## EXTRACT PROVIDED
┄┄┄┄┄┄

It has more than 145 patents and patent applications on the go, and more than 2,000 products deployed in 100 countries.
Hydrogen is proving to be a big business for Hydrogenics. Its 2013 revenues of $31.4 million represent a 44% jump over 2012 and as of September, it had an order backlog of $53 million.
Growth is driven by a rapid global push for the development of hydrogen technologies. In 2013, the EU launched a $2.1 billion joint technology initiative for hydrogen and in Germany, the NOW organization has released a strategy paper calling for 1,500 megawatts of hydrogen storage, 2,000 hydrogen fuel cell buses and 500,000 cars to be deployed between 2016 and 2023.
The California Energy Commission has also announced a mandate for 1.3 gigawatts of energy storage and has committed $44 million to develop hydrogen fuelling infrastructure and alternative vehicles.
Auto makers that include GM, Honda, Hyundai, Toyota and Volkswagen, have re-engaged fuel cell development programs, and they will encourage a push to develop fuelling infrastructure at a more rapid pace.
Ontario is also getting the hydrogen message.
The province’s LTEP committed to procuring 50 megawatts of energy storage capacity by the end of 2014; a sort of try-out for the various technologies it has available, according to Wilson. Hydrogenics will participate in the program.
“We want to demonstrate that power-to-gas can not only be successfully deployed, but also simulate the business of doing energy storage in Ontario’s electrical markets to make sure we’re covering all of our bases,” says Wilson.
George Pessione, director of resource integration at the Ontario Power Authority (OPA), says there are issues related to the different technologies available.
“Fifty megawatts doesn’t seem like a whole lot in the context of a 30,000 megawatt system, but there are challenges to overcome and we need to identify which [ones] work in specific situations,” he says.
To produce hydrogen, PEM electrolysis uses a solid polymer that conducts ions when they’re hydrated with water. A potential difference (voltage) is applied between the two electrodes and the water molecules, which have a polarity, are forced to dissociate into hydrogen and hydroxide. The hydrogen ion is attracted to the cathode where it receives an electron and becomes a neutral hydrogen atom.
When the hydrogen atom encounters another like it, they form a molecule of hydrogen gas. Attracted to the anode, the negatively charged hydroxide ion gives up its extra electron and combines with three like-molecules to form two water molecules and one oxygen molecule.
The company has developed a one megawatt cell stack that’s the size of a bar fridge, a component of the electrolyzer, where both hydrogen and oxygen are produced.
The system purifies water and splits it into hydrogen and oxygen. The resulting hydrogen contains 85% of the input energy to process.

┄┄┄┄┄┄

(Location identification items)
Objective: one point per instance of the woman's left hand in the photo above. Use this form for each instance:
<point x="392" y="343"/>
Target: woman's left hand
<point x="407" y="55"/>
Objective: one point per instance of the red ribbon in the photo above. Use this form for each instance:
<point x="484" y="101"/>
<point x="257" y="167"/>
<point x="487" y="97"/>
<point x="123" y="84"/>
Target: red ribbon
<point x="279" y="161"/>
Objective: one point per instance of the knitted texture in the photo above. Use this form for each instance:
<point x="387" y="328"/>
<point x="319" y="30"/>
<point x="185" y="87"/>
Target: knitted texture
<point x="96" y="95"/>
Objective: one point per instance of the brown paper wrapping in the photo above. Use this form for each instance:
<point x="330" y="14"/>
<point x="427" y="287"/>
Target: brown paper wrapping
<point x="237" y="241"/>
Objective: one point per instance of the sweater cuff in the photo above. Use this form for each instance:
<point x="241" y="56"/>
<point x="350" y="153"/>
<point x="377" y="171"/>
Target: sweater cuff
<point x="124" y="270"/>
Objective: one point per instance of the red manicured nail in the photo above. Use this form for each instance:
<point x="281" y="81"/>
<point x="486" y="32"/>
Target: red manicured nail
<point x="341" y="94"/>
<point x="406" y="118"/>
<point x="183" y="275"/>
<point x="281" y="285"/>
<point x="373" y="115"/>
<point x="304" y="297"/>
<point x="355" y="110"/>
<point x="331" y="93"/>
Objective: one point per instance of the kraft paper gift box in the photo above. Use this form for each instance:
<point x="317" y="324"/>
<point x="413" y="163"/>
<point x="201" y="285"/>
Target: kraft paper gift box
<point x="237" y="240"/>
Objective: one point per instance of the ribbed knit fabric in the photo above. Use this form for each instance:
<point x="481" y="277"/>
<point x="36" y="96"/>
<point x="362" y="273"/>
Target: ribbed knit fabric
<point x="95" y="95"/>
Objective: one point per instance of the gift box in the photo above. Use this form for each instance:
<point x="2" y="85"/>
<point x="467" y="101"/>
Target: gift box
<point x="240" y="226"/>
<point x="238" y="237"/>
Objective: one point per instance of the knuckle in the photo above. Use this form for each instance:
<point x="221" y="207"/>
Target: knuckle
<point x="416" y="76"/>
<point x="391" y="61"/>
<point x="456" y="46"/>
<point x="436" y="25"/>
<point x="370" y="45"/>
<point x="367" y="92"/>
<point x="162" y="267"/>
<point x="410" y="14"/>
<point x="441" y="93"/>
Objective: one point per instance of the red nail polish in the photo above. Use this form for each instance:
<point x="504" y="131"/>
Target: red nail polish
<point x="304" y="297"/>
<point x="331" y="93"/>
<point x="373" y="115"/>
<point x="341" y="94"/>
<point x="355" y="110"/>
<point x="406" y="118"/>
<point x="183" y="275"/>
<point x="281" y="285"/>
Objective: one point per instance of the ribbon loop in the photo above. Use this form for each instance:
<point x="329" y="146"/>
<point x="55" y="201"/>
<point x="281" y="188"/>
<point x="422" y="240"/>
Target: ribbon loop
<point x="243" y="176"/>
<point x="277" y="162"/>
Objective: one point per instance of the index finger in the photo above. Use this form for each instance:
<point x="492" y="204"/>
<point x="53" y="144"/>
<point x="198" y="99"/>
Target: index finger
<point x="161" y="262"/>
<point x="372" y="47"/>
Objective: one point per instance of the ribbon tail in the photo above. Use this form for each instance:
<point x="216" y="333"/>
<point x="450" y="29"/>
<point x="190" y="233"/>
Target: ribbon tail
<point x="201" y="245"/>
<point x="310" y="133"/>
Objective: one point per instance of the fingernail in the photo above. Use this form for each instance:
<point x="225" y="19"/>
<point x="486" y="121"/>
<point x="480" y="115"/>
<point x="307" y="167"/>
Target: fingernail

┄┄┄┄┄┄

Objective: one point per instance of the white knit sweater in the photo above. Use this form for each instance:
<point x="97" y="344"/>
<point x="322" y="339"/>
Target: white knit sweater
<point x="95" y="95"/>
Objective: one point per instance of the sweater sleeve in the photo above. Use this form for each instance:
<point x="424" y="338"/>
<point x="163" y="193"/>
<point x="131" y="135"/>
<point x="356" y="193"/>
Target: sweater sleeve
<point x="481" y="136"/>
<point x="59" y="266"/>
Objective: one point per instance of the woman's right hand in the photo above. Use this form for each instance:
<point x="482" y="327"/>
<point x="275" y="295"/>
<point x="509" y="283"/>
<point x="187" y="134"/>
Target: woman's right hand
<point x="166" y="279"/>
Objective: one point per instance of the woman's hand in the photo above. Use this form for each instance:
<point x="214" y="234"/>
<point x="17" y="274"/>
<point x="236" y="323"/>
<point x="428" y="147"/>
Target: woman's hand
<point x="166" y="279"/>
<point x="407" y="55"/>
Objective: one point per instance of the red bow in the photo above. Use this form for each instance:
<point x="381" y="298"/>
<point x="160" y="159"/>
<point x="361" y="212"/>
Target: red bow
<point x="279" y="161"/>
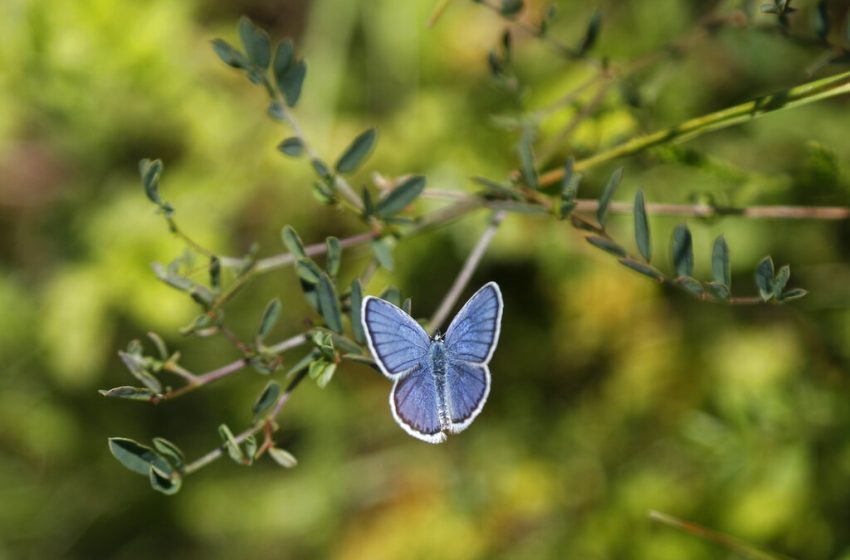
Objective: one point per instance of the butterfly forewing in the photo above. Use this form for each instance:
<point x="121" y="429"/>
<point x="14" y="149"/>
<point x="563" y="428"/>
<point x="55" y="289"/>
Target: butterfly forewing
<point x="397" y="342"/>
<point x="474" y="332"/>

┄┄┄┄┄┄

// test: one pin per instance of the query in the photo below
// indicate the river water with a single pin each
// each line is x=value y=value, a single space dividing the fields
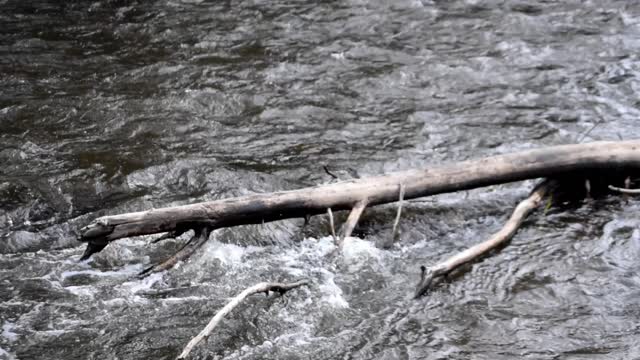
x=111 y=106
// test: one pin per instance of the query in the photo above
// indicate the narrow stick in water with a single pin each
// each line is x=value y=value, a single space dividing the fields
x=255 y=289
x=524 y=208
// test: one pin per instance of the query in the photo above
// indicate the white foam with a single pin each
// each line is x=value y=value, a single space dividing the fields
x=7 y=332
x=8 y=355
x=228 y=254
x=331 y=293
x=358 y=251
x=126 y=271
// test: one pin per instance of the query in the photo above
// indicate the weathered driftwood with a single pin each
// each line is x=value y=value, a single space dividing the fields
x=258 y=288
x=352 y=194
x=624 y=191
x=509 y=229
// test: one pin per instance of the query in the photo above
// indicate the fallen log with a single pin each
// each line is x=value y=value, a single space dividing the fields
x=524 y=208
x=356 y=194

┄┄┄┄┄┄

## PROBLEMS TO WORK ON
**a.** Using the hydrogen article, decide whether each statement agrees with it: (i) Hydrogenics' 2013 revenues were 44% higher than its 2012 revenues; (ii) Ontario's LTEP committed to procuring 50 megawatts of energy storage capacity by the end of 2013; (iii) the California Energy Commission committed $44 million to develop hydrogen fuelling infrastructure and alternative vehicles. Answer yes or no for each and quote the deciding words.
**b.** Rewrite the hydrogen article from "Hydrogen is proving" up to and including "and alternative vehicles.", putting "policy paper" in place of "strategy paper".

## EXERCISE RESPONSES
**a.**
(i) Yes: "Its 2013 revenues of $31.4 million represent a 44% jump over 2012"
(ii) No: "committed to procuring 50 megawatts of energy storage capacity by the end of 2014"
(iii) Yes: "has committed $44 million to develop hydrogen fuelling infrastructure and alternative vehicles"

**b.**
Hydrogen is proving to be a big business for Hydrogenics. Its 2013 revenues of $31.4 million represent a 44% jump over 2012 and as of September, it had an order backlog of $53 million.
Growth is driven by a rapid global push for the development of hydrogen technologies. In 2013, the EU launched a $2.1 billion joint technology initiative for hydrogen and in Germany, the NOW organization has released a policy paper calling for 1,500 megawatts of hydrogen storage, 2,000 hydrogen fuel cell buses and 500,000 cars to be deployed between 2016 and 2023.
The California Energy Commission has also announced a mandate for 1.3 gigawatts of energy storage and has committed $44 million to develop hydrogen fuelling infrastructure and alternative vehicles.